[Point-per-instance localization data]
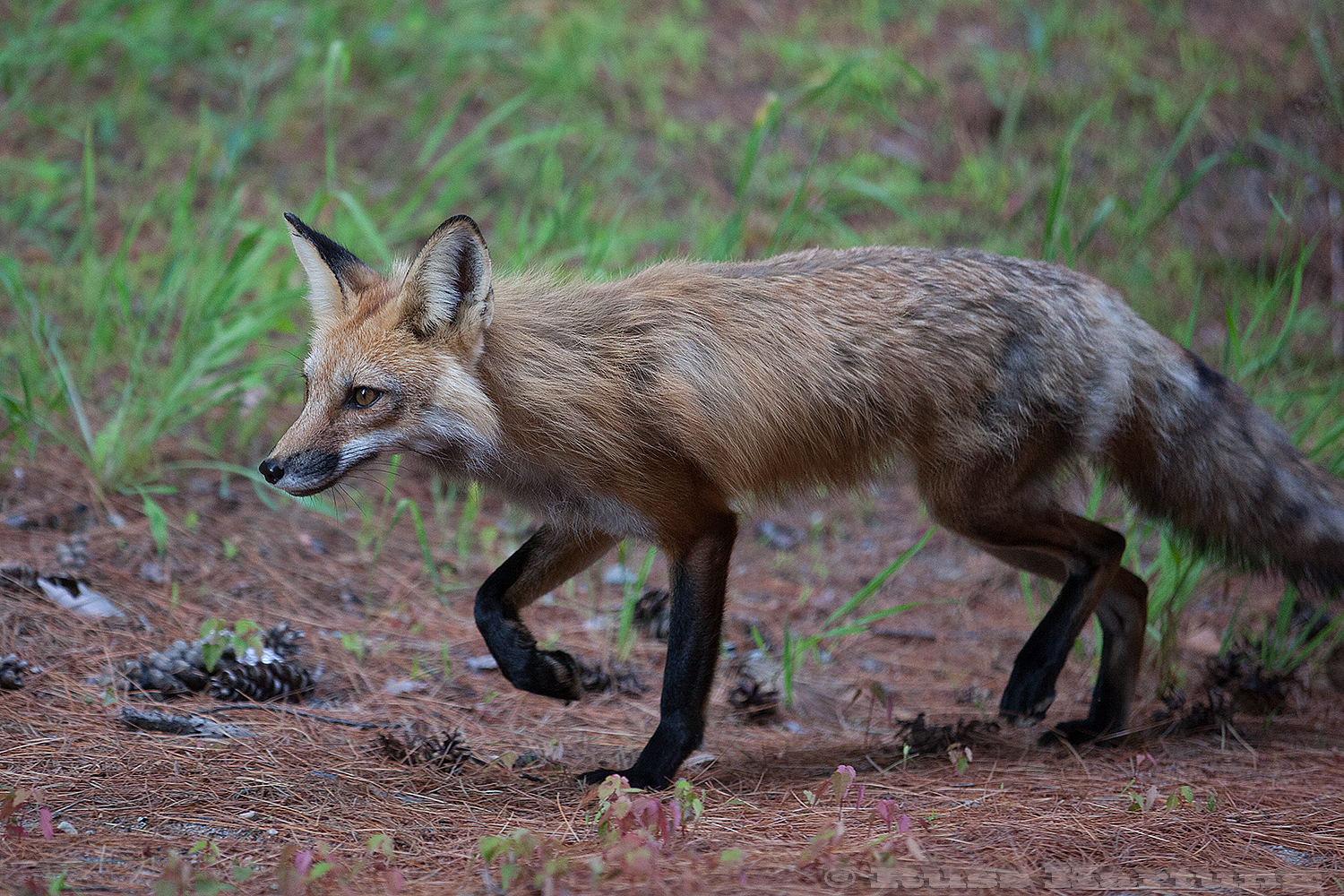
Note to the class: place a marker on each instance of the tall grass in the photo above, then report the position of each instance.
(151, 306)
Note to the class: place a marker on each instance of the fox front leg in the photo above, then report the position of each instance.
(699, 573)
(545, 560)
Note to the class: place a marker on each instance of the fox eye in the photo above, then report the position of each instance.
(365, 395)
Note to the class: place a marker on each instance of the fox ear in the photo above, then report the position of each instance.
(332, 269)
(449, 282)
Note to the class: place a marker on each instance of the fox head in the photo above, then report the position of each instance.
(392, 359)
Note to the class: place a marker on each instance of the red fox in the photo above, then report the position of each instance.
(644, 406)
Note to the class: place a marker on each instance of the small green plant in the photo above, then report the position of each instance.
(355, 642)
(1288, 642)
(637, 829)
(217, 637)
(521, 852)
(836, 624)
(202, 872)
(631, 592)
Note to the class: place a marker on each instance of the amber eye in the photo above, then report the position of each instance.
(363, 395)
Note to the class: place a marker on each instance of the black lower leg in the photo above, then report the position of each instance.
(699, 581)
(1031, 686)
(542, 559)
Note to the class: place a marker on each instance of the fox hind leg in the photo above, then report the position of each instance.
(1085, 556)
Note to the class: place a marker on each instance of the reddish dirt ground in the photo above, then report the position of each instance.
(1268, 797)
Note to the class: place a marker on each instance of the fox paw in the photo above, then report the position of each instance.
(551, 673)
(632, 775)
(1081, 731)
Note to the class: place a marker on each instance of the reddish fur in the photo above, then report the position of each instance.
(647, 405)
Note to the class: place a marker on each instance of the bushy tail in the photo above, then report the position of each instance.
(1195, 450)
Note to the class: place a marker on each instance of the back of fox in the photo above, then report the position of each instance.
(644, 406)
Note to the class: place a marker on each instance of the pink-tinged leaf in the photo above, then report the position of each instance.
(886, 810)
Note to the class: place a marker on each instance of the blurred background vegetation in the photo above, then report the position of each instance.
(1190, 153)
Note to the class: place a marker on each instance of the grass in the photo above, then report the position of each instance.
(152, 314)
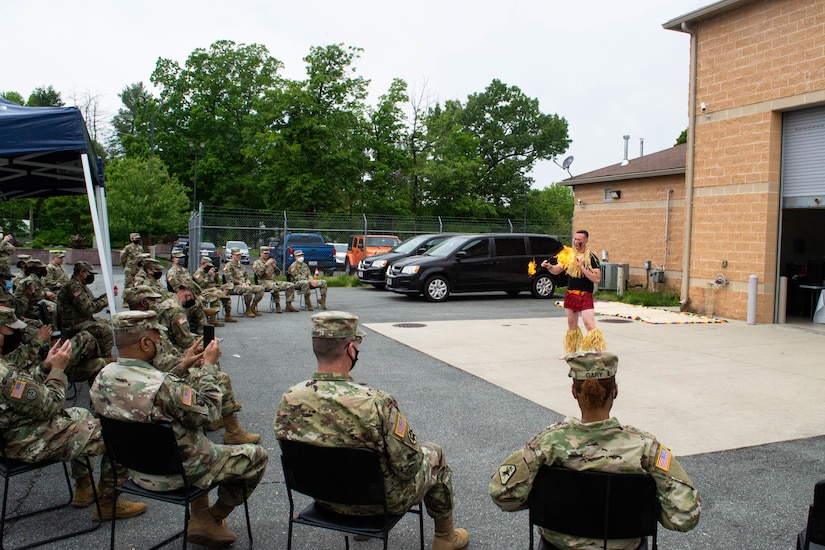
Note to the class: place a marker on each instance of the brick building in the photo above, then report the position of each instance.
(749, 197)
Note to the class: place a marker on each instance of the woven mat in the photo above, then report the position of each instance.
(652, 315)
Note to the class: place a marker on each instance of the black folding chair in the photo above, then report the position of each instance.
(349, 476)
(10, 468)
(152, 449)
(597, 505)
(813, 536)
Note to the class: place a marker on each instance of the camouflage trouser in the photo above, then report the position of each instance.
(251, 294)
(243, 467)
(275, 287)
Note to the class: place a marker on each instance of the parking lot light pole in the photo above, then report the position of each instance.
(196, 153)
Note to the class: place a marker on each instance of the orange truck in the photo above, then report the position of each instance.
(364, 246)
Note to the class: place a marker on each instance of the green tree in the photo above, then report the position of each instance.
(154, 205)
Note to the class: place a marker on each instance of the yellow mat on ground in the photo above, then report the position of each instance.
(652, 315)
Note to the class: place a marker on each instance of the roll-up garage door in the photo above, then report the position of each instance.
(803, 158)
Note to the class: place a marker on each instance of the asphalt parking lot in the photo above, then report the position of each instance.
(753, 497)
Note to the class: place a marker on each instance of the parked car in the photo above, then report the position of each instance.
(340, 254)
(364, 246)
(227, 249)
(373, 270)
(479, 263)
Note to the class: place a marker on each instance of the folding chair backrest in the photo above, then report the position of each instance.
(332, 474)
(592, 504)
(148, 448)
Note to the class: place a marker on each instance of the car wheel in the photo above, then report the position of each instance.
(436, 289)
(543, 286)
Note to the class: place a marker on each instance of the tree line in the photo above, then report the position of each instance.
(227, 129)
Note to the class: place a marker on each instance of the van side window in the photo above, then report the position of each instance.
(477, 249)
(510, 246)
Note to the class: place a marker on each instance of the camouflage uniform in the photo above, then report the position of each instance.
(129, 257)
(301, 276)
(266, 275)
(135, 391)
(236, 275)
(56, 276)
(607, 446)
(331, 410)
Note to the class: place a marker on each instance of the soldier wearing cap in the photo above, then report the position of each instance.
(597, 442)
(76, 307)
(301, 277)
(333, 410)
(266, 275)
(36, 426)
(133, 390)
(236, 275)
(209, 280)
(129, 258)
(56, 276)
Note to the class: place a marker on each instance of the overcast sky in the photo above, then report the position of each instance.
(606, 66)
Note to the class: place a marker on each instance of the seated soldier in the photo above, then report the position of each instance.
(132, 390)
(303, 280)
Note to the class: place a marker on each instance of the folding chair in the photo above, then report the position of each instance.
(350, 476)
(813, 536)
(597, 505)
(152, 449)
(10, 467)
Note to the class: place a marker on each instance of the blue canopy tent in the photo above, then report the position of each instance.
(46, 151)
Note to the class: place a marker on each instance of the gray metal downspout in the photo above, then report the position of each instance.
(685, 295)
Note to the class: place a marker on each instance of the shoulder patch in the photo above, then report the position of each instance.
(663, 459)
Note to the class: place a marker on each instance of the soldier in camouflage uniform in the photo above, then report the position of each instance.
(208, 278)
(266, 275)
(132, 390)
(30, 292)
(36, 426)
(597, 442)
(6, 250)
(177, 277)
(332, 410)
(302, 278)
(177, 345)
(56, 276)
(236, 275)
(129, 257)
(91, 336)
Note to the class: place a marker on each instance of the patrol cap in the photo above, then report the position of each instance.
(9, 319)
(335, 324)
(132, 322)
(592, 364)
(135, 294)
(84, 266)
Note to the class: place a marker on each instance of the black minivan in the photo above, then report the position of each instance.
(479, 263)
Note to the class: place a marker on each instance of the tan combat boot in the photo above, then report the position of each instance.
(448, 538)
(235, 435)
(229, 318)
(83, 494)
(204, 529)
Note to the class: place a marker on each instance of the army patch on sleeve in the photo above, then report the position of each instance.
(505, 472)
(664, 458)
(187, 396)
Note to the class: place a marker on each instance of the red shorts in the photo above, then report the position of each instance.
(578, 301)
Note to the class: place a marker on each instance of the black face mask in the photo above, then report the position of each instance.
(11, 341)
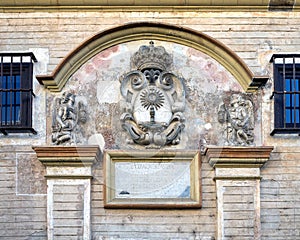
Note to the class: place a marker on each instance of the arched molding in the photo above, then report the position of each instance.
(150, 31)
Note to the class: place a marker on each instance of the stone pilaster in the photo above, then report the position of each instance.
(237, 176)
(68, 173)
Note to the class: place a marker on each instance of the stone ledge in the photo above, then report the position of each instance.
(237, 157)
(68, 155)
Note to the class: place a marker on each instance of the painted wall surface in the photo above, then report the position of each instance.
(254, 36)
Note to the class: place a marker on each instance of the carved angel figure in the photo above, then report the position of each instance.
(66, 117)
(154, 99)
(239, 120)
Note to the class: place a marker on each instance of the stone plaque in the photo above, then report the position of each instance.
(152, 179)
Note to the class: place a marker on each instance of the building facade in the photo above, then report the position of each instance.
(162, 120)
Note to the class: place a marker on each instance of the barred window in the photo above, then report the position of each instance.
(16, 92)
(286, 93)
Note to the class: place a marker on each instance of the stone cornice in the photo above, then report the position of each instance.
(151, 31)
(155, 5)
(68, 156)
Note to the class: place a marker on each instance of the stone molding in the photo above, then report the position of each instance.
(245, 157)
(68, 156)
(229, 5)
(151, 31)
(237, 177)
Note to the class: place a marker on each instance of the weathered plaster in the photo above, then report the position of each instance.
(206, 81)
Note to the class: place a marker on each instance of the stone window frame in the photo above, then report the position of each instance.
(16, 89)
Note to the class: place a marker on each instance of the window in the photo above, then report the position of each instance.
(286, 93)
(16, 92)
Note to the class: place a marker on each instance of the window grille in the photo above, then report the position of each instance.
(16, 93)
(286, 93)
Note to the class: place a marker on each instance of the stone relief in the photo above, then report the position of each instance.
(68, 114)
(238, 118)
(153, 99)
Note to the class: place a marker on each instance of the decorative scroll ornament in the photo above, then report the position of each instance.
(67, 115)
(238, 118)
(154, 99)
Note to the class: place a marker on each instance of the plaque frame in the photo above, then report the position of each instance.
(176, 158)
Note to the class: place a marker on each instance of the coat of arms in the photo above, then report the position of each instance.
(154, 99)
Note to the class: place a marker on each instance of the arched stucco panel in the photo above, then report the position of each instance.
(151, 31)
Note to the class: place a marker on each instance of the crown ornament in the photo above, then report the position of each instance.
(148, 57)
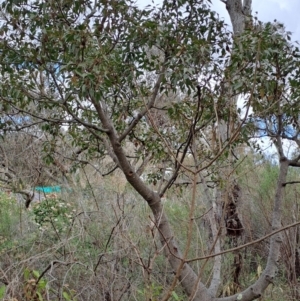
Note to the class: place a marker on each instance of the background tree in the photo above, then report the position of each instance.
(155, 88)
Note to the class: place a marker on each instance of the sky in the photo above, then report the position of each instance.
(284, 11)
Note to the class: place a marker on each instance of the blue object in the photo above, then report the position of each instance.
(48, 189)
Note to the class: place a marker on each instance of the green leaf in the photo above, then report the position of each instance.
(2, 291)
(175, 296)
(66, 296)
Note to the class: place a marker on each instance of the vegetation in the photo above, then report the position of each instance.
(134, 113)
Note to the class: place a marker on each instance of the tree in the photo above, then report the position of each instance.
(164, 81)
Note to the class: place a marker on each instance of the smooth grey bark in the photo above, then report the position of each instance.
(187, 277)
(238, 10)
(256, 290)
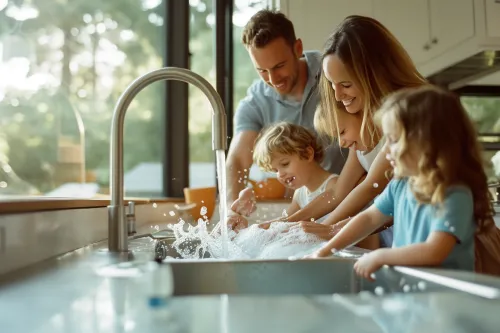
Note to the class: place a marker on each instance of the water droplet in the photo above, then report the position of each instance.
(379, 291)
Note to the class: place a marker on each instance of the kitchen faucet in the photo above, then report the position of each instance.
(117, 224)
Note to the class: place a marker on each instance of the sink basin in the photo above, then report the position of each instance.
(286, 277)
(334, 275)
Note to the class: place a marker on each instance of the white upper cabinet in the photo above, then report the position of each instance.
(493, 18)
(314, 20)
(408, 20)
(427, 28)
(436, 33)
(451, 23)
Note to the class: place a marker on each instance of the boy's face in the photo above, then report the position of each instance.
(278, 64)
(291, 170)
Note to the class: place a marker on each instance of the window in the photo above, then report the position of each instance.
(201, 48)
(485, 112)
(63, 66)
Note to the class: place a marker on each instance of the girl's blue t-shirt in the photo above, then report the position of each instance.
(414, 222)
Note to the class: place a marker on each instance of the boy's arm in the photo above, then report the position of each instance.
(358, 228)
(361, 195)
(329, 200)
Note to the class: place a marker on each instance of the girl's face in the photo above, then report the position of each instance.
(349, 130)
(346, 90)
(292, 170)
(407, 165)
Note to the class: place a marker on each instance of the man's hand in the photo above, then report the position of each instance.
(246, 203)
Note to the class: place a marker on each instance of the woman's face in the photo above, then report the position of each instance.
(346, 90)
(349, 130)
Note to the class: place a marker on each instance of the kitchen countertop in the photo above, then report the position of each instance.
(65, 294)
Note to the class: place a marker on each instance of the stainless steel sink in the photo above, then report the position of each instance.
(326, 276)
(282, 277)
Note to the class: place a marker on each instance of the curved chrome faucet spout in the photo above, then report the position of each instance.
(117, 225)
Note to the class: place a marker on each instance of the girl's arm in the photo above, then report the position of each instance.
(432, 252)
(356, 230)
(361, 195)
(328, 201)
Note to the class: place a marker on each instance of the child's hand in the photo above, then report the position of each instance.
(246, 203)
(321, 230)
(369, 263)
(236, 222)
(265, 225)
(321, 253)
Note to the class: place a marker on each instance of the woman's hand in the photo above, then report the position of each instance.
(321, 253)
(370, 263)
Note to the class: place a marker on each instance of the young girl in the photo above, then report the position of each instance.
(294, 154)
(362, 63)
(439, 192)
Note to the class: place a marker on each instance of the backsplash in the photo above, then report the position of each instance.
(28, 238)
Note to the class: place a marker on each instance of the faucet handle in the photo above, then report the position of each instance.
(131, 208)
(131, 218)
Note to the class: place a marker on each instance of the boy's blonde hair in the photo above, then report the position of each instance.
(378, 64)
(287, 139)
(434, 121)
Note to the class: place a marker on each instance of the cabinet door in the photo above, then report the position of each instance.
(314, 20)
(408, 20)
(452, 22)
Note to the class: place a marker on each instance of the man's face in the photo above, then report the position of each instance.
(278, 64)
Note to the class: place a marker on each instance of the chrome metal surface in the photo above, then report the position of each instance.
(117, 226)
(67, 295)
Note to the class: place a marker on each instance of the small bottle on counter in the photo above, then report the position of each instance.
(161, 284)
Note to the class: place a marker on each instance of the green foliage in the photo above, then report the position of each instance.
(62, 43)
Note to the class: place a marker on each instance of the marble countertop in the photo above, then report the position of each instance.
(65, 294)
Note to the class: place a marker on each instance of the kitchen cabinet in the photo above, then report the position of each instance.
(493, 18)
(409, 21)
(314, 20)
(427, 28)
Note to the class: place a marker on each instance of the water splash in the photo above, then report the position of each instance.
(277, 242)
(221, 177)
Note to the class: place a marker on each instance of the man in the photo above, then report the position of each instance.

WHAT IS NEEDED » Reproduce without change every line of the entries above, from the one containing "the boy's blonde" through the last.

ANSWER TO THE PROBLEM »
Note to the class: place a marker on each instance of the boy's blonde hair in the photo above, then report the position of each instance.
(378, 64)
(287, 139)
(434, 121)
Note to the class: place a marker on each instance of the cabinet door in the photo above, then report the position of each instance.
(314, 20)
(408, 20)
(452, 22)
Note to the class: place a marker on each instance of the man's face in the photo above, then report the position of each instance.
(278, 64)
Note to the class: place a marker on each instance of the chrome metal surface in the photo above, then report the position of each instance.
(117, 226)
(67, 295)
Note to the class: place a marker on each instance of the small bottle on counter in the photo above, then report the position of each instance.
(161, 284)
Note to the class: place a marker on each instance of the green foliage in the photo above, then report the position of each instance.
(62, 43)
Note to the class: place a marker on each instance of the marble countertop in the photo above, then report the position of each instance.
(65, 294)
Note to the class: place a marker on each instance of the kitchen cabinet in the photo above, then report the position of each instance.
(493, 18)
(409, 21)
(314, 20)
(427, 28)
Note to the class: place a marker on each instance of the water splash in the photo above, then report the position of each instance.
(277, 242)
(221, 177)
Note to the class: place a marker on each instance of the man in the photo above, then report the position of each instance.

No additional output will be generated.